Start of Records

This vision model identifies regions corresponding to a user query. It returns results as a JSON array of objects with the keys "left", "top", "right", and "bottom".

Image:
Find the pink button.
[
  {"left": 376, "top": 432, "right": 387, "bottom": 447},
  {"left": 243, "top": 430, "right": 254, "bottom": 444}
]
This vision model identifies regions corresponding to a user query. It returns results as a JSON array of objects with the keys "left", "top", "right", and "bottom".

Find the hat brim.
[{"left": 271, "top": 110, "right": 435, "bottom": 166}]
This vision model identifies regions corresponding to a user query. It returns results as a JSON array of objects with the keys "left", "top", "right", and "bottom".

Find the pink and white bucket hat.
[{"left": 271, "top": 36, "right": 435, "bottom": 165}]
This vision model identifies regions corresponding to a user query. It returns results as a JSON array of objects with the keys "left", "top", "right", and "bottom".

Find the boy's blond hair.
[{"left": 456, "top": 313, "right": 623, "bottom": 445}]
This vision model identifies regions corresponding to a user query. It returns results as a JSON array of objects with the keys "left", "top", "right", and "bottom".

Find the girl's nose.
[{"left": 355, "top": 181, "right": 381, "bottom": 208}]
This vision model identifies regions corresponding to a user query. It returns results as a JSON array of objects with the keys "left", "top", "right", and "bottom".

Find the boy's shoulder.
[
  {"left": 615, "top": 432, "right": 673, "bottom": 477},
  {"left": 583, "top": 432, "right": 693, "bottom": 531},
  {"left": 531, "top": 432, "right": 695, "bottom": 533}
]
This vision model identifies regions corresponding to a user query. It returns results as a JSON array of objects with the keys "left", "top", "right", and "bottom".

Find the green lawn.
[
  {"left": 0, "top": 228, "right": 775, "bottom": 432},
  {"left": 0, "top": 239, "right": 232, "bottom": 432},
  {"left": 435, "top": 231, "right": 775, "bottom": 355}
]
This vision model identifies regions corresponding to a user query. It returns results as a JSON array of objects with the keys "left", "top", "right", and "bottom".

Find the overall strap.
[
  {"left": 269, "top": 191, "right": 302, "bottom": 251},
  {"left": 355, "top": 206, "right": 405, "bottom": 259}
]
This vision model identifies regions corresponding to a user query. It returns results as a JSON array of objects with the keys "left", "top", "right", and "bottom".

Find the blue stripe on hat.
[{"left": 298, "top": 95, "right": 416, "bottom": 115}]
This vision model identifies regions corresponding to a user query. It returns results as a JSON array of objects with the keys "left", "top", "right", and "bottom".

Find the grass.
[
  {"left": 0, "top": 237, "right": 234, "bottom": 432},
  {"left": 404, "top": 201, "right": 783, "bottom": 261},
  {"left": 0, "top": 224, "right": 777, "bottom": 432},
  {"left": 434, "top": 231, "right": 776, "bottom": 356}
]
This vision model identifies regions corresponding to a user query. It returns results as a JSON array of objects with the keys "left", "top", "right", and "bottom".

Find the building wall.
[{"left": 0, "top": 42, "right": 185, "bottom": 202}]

End of Records

All of the data above should be reproduced word for word.

Answer for the task -
This vision model identifies regions corresponding to a user query. It returns results as a JSON array of objects with the keys "left", "top", "right", and "bottom".

Image:
Find the pink button.
[
  {"left": 376, "top": 432, "right": 387, "bottom": 447},
  {"left": 243, "top": 430, "right": 254, "bottom": 444}
]
This vision model identifies regions corresponding to a user query. It returns results as a JSON array of objects with the keys "left", "top", "right", and "bottom".

Find the hat brim.
[{"left": 271, "top": 110, "right": 435, "bottom": 166}]
This vision model identifies regions corresponding to a user query. It returns results as a JSON array of objects with the keys "left", "top", "right", and "bottom".

Find the pink and white bucket hat.
[{"left": 271, "top": 36, "right": 435, "bottom": 165}]
This vision model identifies regions corresponding to a user query. It returns results as a JSON array of objects with the keys "left", "top", "right", and "bottom".

Find the boy's blond hair.
[{"left": 456, "top": 313, "right": 623, "bottom": 445}]
This vision model identifies regions corresponding to a user query. It returns results as a JSON array of objects with the keys "left", "top", "right", and "bottom".

Find the girl's nose.
[{"left": 355, "top": 181, "right": 381, "bottom": 208}]
This vision model identifies regions corresponding to a user query. It returns results as a JSON array of objects with the keys "left", "top", "right", and "bottom".

Find the boy's shoulder.
[
  {"left": 615, "top": 432, "right": 673, "bottom": 477},
  {"left": 583, "top": 432, "right": 693, "bottom": 531},
  {"left": 531, "top": 432, "right": 695, "bottom": 533}
]
This vision model identifies regions corresponding to a user query. It returns results as a JSON array of objects with the keys "left", "top", "right", and "bottom".

Find the green lawn.
[
  {"left": 0, "top": 228, "right": 775, "bottom": 432},
  {"left": 0, "top": 239, "right": 232, "bottom": 432},
  {"left": 435, "top": 231, "right": 775, "bottom": 355}
]
This vision model identifies regions corresponding to a user query. It returns results as a JSON array of objects with the keys "left", "top", "right", and "bottom".

Find the overall strap.
[
  {"left": 269, "top": 191, "right": 302, "bottom": 251},
  {"left": 355, "top": 206, "right": 405, "bottom": 259}
]
This vision model identifies regions corresponding to a user query. It returns results as a JSON array of objects with the keys "left", "top", "right", and "bottom".

Find the blue stripe on hat.
[{"left": 298, "top": 95, "right": 416, "bottom": 115}]
This vision model identifies regions corresponding to a user query. It returns results as a JSON array of objects with the keys "left", "top", "right", and "bottom".

Find the grass.
[
  {"left": 0, "top": 237, "right": 234, "bottom": 432},
  {"left": 404, "top": 201, "right": 783, "bottom": 261},
  {"left": 0, "top": 224, "right": 777, "bottom": 432},
  {"left": 434, "top": 231, "right": 776, "bottom": 356}
]
This vision model identifies regions corresponding to a user query. It returns results as a JSON array of objects with the keys "left", "top", "right", and "bottom".

Find the building wall.
[{"left": 0, "top": 42, "right": 185, "bottom": 202}]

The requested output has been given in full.